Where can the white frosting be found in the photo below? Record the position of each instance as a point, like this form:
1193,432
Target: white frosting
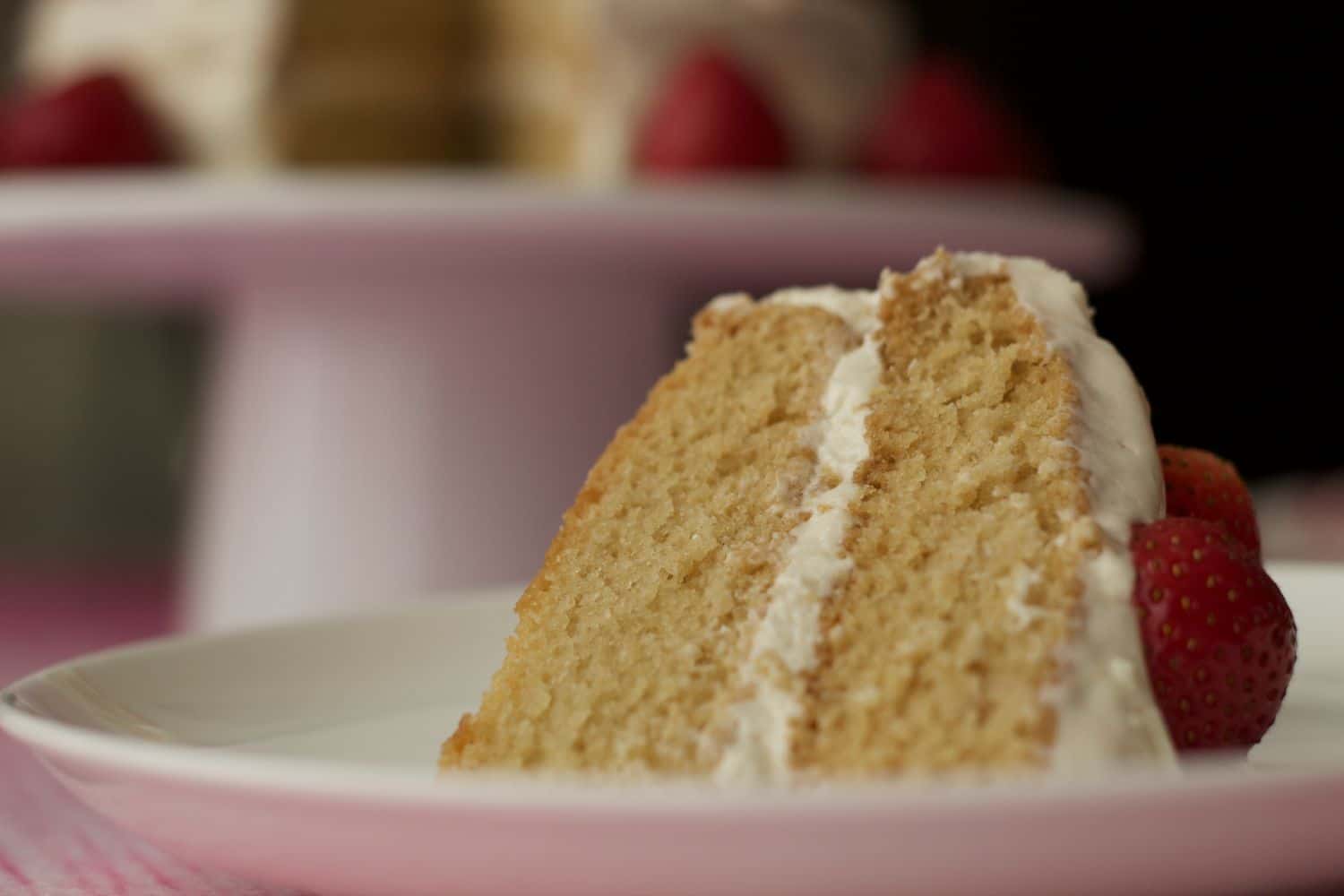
1105,708
814,562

====

SET PROBLEM: Please rewrite the lines above, substituting "pink frosting" for "white frosting" and leaving everything else unchanged. Leave out the pictures.

WORKED ANSWER:
Where can the pink frosting be found in the photo below? Record the position of each instance as a point, like this form:
1193,432
Target: pink frosting
1105,708
814,562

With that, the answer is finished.